Source records:
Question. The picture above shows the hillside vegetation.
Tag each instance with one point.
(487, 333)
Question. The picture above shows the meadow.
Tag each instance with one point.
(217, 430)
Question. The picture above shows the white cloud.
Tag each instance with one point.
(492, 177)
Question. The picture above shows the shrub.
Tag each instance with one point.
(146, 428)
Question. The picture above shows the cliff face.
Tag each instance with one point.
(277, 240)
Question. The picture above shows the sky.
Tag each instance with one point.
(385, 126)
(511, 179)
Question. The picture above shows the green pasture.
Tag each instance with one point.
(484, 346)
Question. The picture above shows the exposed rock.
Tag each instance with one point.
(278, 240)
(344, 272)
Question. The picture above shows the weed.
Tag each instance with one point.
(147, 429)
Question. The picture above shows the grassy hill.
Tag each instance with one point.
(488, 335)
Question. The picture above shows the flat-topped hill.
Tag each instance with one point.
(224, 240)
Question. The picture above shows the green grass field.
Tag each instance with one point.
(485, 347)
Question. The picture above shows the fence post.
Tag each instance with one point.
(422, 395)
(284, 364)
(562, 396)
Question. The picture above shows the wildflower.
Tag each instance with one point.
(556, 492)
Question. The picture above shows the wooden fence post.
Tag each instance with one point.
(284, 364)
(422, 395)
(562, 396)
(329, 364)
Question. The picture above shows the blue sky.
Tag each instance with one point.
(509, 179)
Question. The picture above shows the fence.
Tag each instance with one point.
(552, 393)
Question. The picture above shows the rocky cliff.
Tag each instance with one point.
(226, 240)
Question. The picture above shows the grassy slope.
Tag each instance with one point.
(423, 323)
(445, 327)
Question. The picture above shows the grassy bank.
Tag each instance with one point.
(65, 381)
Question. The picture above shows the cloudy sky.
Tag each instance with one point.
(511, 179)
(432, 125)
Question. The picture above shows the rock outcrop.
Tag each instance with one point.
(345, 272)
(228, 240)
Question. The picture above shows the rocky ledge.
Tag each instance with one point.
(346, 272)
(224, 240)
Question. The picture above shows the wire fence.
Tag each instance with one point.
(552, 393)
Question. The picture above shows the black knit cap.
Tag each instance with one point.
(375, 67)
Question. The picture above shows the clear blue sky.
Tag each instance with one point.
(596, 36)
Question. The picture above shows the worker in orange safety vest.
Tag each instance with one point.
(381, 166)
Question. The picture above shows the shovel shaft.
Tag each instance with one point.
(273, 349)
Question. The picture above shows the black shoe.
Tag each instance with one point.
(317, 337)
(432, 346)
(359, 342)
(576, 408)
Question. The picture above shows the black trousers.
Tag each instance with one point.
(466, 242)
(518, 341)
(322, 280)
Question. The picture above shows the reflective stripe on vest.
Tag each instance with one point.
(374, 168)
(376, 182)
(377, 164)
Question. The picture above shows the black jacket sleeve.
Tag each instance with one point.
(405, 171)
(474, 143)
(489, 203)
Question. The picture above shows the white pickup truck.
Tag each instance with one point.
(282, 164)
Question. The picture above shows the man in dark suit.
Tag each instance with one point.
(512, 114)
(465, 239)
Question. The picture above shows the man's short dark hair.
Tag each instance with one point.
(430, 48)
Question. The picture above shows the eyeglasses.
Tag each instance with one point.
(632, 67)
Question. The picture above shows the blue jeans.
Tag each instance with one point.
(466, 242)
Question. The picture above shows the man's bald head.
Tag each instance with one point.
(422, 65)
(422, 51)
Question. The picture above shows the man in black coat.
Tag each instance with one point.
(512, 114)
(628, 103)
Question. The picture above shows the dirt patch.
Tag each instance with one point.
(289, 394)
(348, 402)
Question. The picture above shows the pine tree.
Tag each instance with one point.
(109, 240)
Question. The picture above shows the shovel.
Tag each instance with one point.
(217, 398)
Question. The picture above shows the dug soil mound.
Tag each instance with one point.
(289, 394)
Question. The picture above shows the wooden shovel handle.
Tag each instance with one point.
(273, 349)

● **EXERCISE REQUIREMENTS**: Set down each entry again, unchanged.

● **TASK ANSWER**:
Question. The picture above shows the hillside vegetation.
Tag each instance with one point.
(487, 333)
Question. The picture above shows the meadow.
Tag each instance with one point.
(217, 430)
Question. The picture above shows the white cloud.
Tag each instance with one point.
(492, 177)
Question. The picture above shows the shrub.
Tag each instance with one point.
(146, 428)
Question. The picture above shows the cliff face.
Tag each instance with one point.
(277, 240)
Question. The picture above shows the sky.
Tag each instance with one point.
(385, 126)
(511, 179)
Question. The picture above shows the green pasture.
Tag each instance with one point.
(484, 346)
Question. The picture above shows the exposed rock.
Tag each instance with one point.
(278, 240)
(344, 272)
Question. The picture above shows the weed.
Tag each instance with one point.
(147, 429)
Question. The picture above shows the grassy hill.
Tag each instance with one point.
(488, 335)
Question. The picture above shows the flat-topped hill.
Tag each instance with one point.
(224, 240)
Question. The picture above shows the green grass field.
Tag each instance with one point.
(485, 347)
Question. The picture above shows the fence post.
Tag each instance with one point.
(422, 395)
(284, 364)
(562, 396)
Question. The picture above shows the wildflower.
Tag each instance with one point.
(556, 492)
Question. The picture above shows the wooden fence post.
Tag each instance with one point.
(284, 364)
(422, 395)
(562, 396)
(329, 364)
Question. The picture above shows the blue sky.
Tag each instance with one point.
(509, 179)
Question. The picture above shows the fence.
Tag each instance with one point.
(552, 393)
Question. The picture above shows the rocky cliff.
Tag each instance with one point.
(226, 240)
Question. The picture above shows the grassy slope.
Tag each instance with one point.
(423, 323)
(445, 327)
Question. The picture above shows the grassy bank.
Tag each instance with one point.
(65, 381)
Question. The picture above shows the cloudy sky.
Tag each instance with one point.
(511, 179)
(432, 125)
Question. The picture above shows the rock outcrop.
Tag each instance with one point.
(345, 272)
(228, 240)
Question. The picture above shows the rocky ledge.
Tag each instance with one point.
(346, 272)
(224, 240)
Question. The picture above shows the wire fence.
Tag each instance with one point.
(552, 393)
Question. The picture above shows the black knit cap.
Tag each instance with one point.
(375, 67)
Question. The picture above shows the clear blue sky.
Tag each instance with one point.
(596, 36)
Question. The picture above shows the worker in orange safety vest.
Tag each instance with one point.
(381, 166)
Question. The picture above shows the shovel shaft.
Tag each instance with one point.
(273, 349)
Question. The picture above shows the black shoe.
Tag each instance with one point.
(317, 337)
(432, 346)
(359, 342)
(576, 408)
Question. The picture above shows the black trousers.
Tag each instance with one point.
(466, 242)
(518, 341)
(322, 280)
Question. The picture above shows the reflective stripe on vest.
Tag each instance with one point.
(374, 168)
(376, 182)
(377, 164)
Question. The picture above shows the black jacket sleeve.
Tag each instance with one point.
(405, 171)
(474, 143)
(489, 203)
Question. The picture above shows the white pickup truck.
Tag each instance with one point.
(282, 164)
Question. The picture above shows the man in dark suit.
Tag each instance with one point.
(512, 114)
(465, 239)
Question. The picture above shows the man's short dark hair.
Tag each instance with one point.
(430, 48)
Question. The picture above shows the eyeglasses.
Tag each instance with one point.
(632, 67)
Question. The picture above shows the blue jeans.
Tag each instance with one point.
(466, 242)
Question. The picture above shows the man's bald head.
Tag each instance with one point.
(422, 65)
(422, 51)
Question. The picture above shows the man in black coat.
Tag each instance with one point.
(512, 114)
(628, 103)
Question. The picture above shows the dirt patch.
Tag each instance with one point.
(289, 394)
(348, 402)
Question. The picture above shows the pine tree.
Tag each instance with one point.
(109, 240)
Question. The picture above shows the shovel.
Tag each instance with one point.
(217, 398)
Question. The picture above shows the dug soil mound.
Tag each instance with one point.
(289, 394)
Question. The picture above shows the wooden shovel handle.
Tag each instance with one point.
(273, 349)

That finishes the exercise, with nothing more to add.